TEXT TO READ:
By the time Star Wars: Episode V – The Empire Strikes Back hit the theatres in May 1980, the franchise was no longer an unknown entity. The movie had a limited release to begin with, earning $10.8 million, which would soon expand to $209 million, making it the biggest movie of 1980 in North America. With Star Wars: Episode VI – Return of the Jedi, the saga came to an end, once more with lot of glory at the box-office. The movie has earned more than $300 million in North America, including the re-releases, a feat that remarkably has been achieved by only nine movies in the 20th Century which includes three Star Wars films (Episode I, IV & VI).
Note: Figures are in USD million
When George Lucas brought back the saga to a newer generation through the prequel trilogy, the anticipation was sky-high, as one would have expected. Star Wars: Episode I – The Phantom Menace released in May 1999, sixteen years since Return of the Jedi, and it opened with about $65 million earnings in North America. Even though critics and even some fans never warmed up to the prequel trilogy, Star Wars: Episode I – The Phantom Menace kept minting money, eventually earning more than the domestic earnings of A New Hope (things would be very different if we adjust for inflation). That made The Phantom Menace the highest grossing movie of the Star Wars franchise, both domestically and globally, and the only one of the first six films to earn more than a billion dollars worldwide.

Records from a point labeling set
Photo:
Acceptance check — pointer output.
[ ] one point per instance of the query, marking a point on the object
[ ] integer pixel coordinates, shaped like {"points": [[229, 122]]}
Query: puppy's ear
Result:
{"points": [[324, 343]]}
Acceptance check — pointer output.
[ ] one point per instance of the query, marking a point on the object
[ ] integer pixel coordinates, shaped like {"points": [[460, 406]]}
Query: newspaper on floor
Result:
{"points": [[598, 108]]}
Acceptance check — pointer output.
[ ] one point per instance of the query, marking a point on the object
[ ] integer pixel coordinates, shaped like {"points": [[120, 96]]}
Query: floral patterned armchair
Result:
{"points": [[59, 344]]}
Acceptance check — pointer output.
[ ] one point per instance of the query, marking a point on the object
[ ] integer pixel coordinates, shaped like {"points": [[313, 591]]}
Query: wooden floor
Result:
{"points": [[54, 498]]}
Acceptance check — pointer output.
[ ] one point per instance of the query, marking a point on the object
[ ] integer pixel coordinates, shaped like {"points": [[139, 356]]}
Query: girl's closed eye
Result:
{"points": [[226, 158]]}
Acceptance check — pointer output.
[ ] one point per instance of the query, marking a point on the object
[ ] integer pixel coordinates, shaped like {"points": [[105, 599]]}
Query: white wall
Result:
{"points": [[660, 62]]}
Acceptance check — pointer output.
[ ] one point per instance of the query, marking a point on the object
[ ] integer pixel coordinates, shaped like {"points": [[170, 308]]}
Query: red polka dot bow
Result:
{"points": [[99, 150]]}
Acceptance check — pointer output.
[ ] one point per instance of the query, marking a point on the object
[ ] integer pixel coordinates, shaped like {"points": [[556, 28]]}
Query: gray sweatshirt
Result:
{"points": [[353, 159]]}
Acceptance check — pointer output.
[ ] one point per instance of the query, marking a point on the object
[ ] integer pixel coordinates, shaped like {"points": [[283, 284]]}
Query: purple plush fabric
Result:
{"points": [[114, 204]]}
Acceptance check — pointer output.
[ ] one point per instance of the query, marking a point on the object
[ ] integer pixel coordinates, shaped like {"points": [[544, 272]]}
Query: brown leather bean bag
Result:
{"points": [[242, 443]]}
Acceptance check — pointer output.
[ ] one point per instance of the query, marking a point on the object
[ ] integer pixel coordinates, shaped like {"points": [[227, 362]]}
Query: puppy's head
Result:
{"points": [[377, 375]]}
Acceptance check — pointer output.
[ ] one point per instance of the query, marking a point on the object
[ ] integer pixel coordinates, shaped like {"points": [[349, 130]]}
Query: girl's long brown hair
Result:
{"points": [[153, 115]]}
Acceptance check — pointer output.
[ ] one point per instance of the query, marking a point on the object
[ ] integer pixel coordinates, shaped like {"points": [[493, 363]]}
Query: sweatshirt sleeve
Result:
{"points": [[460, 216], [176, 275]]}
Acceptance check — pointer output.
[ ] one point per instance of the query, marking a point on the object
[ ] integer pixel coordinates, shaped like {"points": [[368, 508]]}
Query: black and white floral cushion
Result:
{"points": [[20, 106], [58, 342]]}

WHAT IS ASKED: Carry on the piece about Star Wars box-office earnings, picking up after its last sentence. You can leave these lines aside.

TASK RESPONSE:
The mixed reviews for Star Wars: Episode I – The Phantom Menace might have dampened things a bit for the sequel, but a Star Wars movie is always an occasion that one shouldn’t miss. So Star Wars: Episode II – Attack of the Clones was another terrific success, earning more than $300 million each in North America and overseas, though it was less of a phenomenon when you compare it with some other terrific releases of the year: Sam Raimi’s Spider-Man which would mark the beginning of a mind-blowing trilogy; the movie adaptation of the second book in J.K. Rowling’s series titled Harry Potter and the Chamber of Secrets; and the second movie of another epic adventure which has become as deeply ingrained in pop culture as Star Wars, Peter Jackson’s The Lord of the Rings: The Two Towers. Attack of the Clones was a bit adrift of these movies in terms of global box-office earnings. The final movie of the prequel trilogy Star Wars: Episode III – Revenge of the Sith however received much better reviews, and being the finale, more attention as well. It was the only movie of 2005 to earn more than $300 million in North America, miles ahead of the other movies in terms of box-office collections, but globally it fell marginally short of the earnings of Harry Potter and the Goblet of Fire. Nonetheless, the box-office power of the Star Wars series was proven once again, and it seemed to be a terrific way to end things.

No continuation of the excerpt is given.